- Passage
Mr Kealey said that an investigation into Riaz’s role with LSS found he had a record with HMRC as being employed by a company called Five Leisure Amusements between 2008 and 2015.

In August 2014, a new record was created stating he was self-employed and trading as LSS, but this was said to have been done after the beginning of the police investigation.

Mr Kealey said it was only as the investigation continued that officers became aware that Ayub and Riaz were brothers.

He said that between June 2010 and May 2014, £592,000 was paid into LSS accounts, including £320,000 from Chambers and £269,000 from unknown sources.

In terms of outgoings over the four-year period, he said £135,000 had been paid to Five Leisure Amusements in April 2011, more than £30,000 paid for fees at Bradford Grammar School for the son of a Chambers employee, and about £537,000 in cash withdrawn in seven transactions between January and April 2014, again following the start of the police investigation into LSS.

On the withdrawals, Mr Kealey said: “No explanation has been provided by Mohammed Riaz, the only inference that can be drawn is that it was to dispose of the proceeds of dishonesty.”

- Data provided
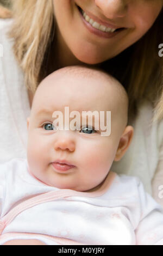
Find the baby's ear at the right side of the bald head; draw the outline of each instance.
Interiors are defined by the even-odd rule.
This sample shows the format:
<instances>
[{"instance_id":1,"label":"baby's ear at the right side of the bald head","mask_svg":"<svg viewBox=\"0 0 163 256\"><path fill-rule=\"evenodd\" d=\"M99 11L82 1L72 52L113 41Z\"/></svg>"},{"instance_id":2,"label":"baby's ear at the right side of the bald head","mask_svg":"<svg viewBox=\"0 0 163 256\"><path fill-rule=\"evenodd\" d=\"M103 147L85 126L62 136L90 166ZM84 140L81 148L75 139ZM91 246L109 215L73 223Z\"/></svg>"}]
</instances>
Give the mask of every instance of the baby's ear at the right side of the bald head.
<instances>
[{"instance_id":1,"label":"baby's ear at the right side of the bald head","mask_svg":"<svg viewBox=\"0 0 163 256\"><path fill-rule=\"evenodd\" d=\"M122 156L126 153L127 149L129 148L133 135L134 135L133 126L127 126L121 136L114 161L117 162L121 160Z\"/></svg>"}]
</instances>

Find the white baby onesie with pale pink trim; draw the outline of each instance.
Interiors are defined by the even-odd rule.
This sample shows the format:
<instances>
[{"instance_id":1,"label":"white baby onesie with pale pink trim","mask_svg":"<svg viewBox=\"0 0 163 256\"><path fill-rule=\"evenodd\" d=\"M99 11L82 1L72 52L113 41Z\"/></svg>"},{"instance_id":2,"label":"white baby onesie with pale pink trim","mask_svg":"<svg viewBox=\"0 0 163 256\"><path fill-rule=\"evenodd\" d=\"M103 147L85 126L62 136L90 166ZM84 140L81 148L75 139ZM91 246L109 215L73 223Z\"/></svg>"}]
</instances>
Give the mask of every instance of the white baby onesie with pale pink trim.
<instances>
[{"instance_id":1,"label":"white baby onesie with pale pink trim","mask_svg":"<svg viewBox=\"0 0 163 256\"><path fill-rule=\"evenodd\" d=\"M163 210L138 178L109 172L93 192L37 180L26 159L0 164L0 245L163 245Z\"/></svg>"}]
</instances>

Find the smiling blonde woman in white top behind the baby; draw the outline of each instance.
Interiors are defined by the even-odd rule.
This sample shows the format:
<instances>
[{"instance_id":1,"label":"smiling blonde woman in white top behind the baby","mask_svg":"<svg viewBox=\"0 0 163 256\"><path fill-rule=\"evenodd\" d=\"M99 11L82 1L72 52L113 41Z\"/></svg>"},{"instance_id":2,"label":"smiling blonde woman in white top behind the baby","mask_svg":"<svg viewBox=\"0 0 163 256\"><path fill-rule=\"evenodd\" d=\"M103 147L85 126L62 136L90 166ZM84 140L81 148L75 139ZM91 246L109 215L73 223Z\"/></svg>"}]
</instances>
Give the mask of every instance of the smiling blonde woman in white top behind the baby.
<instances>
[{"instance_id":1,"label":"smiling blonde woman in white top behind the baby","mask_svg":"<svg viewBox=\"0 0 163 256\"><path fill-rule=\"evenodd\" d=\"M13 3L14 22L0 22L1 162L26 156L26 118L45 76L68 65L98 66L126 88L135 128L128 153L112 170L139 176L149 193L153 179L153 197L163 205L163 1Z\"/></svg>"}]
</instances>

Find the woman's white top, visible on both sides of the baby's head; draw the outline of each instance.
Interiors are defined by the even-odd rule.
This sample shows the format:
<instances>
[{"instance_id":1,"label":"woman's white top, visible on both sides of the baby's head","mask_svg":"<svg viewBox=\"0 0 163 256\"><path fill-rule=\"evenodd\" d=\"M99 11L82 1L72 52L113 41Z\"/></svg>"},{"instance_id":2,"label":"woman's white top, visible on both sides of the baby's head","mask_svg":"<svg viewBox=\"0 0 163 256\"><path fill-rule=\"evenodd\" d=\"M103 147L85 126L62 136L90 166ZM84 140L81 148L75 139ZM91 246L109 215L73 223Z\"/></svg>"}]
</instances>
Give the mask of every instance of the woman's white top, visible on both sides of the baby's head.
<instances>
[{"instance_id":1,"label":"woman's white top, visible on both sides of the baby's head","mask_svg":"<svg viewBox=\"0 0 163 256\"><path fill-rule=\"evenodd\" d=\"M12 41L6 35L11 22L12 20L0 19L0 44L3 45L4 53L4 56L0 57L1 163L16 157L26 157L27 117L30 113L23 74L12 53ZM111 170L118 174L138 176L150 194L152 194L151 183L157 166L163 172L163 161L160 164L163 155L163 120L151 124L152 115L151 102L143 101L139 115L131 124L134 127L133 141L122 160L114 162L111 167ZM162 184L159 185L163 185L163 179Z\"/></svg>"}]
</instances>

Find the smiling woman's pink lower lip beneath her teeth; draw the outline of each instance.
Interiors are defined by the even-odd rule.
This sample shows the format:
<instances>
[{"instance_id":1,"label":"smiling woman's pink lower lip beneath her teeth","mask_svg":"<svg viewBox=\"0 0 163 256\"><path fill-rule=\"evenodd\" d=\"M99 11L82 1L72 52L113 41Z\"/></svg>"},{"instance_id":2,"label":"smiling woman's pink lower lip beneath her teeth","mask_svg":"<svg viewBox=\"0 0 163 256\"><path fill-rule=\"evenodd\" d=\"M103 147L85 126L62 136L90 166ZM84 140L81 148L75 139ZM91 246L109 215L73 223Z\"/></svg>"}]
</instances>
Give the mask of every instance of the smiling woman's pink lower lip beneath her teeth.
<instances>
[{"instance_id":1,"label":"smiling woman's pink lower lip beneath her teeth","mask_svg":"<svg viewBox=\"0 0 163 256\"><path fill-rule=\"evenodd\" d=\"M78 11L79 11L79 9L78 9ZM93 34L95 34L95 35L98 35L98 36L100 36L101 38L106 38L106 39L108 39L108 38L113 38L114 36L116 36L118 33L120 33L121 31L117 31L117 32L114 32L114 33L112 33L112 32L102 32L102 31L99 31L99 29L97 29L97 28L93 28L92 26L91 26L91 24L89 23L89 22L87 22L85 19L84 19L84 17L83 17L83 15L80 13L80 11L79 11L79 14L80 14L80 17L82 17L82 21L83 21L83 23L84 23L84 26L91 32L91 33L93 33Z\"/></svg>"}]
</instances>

- Exercises to complete
(1) From the passage about the LSS investigation, extract the text that begins at the words "Mr Kealey said it" and stops after the words "investigation into LSS.".
(2) Do these statements agree with the passage about the LSS investigation? Answer yes or no for each, and quote the deciding words.
(a) HMRC had a record of Riaz as employed by Five Leisure Amusements between 2008 and 2015.
(b) Officers knew from the start of the investigation that Ayub and Riaz were brothers.
(c) The cash withdrawn in early 2014 was taken out in seven transactions.
(3) Continue the passage about the LSS investigation after its last sentence.

- Responses by item number
(1)
Mr Kealey said it was only as the investigation continued that officers became aware that Ayub and Riaz were brothers.

He said that between June 2010 and May 2014, £592,000 was paid into LSS accounts, including £320,000 from Chambers and £269,000 from unknown sources.

In terms of outgoings over the four-year period, he said £135,000 had been paid to Five Leisure Amusements in April 2011, more than £30,000 paid for fees at Bradford Grammar School for the son of a Chambers employee, and about £537,000 in cash withdrawn in seven transactions between January and April 2014, again following the start of the police investigation into LSS.

(2)
(a) Yes: "he had a record with HMRC as being employed by a company called Five Leisure Amusements between 2008 and 2015."
(b) No: "it was only as the investigation continued that officers became aware that Ayub and Riaz were brothers."
(c) Yes: "about £537,000 in cash withdrawn in seven transactions between January and April 2014"

(3)
Describing the LSS agency, he said it was a “sham company existing in name only” to claim the LAA fees, which were “either grossly inflated or never incurred at all.”

He described Riaz as “simply a front” for LSS, and said the agency was created purely as a “vehicle for fraud”.

In July 2014, police, including officers from West Yorkshire Police’s Economic Crime Unit and Bradford CID, executed a warrant at the Chambers offices on Grattan Road.

Mr Kealey told the jury that many of the files seized had shown a “very significant” increase in the amounts claimed by LSS compared to the actual amounts charged by the interpreters, with some LSS invoices found to have Frew’s fingerprints on.

The three defendants were interviewed on a number of occasions and all denied any wrongdoing.

On his arrest, Riaz was said to have given a prepared statement confirming he had provided interpreting services to Chambers via LSS.

Mr Kealey said that Riaz told officers that it was “immaterial” that Chambers workers may have been unaware they were acting as “agents” for LSS, claiming that while the process may have been “novel”, it was not fraudulent.

The trial continues.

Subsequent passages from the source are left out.